## [What you are asked to do]
Precisely the lines from the one with "Reports arrive as" through the end of the data, both included, must make up the response, each restated word for word.

##########

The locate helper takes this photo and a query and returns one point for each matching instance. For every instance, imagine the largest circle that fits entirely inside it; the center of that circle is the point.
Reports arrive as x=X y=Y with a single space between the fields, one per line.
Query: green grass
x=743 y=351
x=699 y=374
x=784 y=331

##########

## [Answer below]
Reports arrive as x=X y=Y with a single space between the fields, one per line.
Query: green grass
x=743 y=351
x=699 y=374
x=784 y=331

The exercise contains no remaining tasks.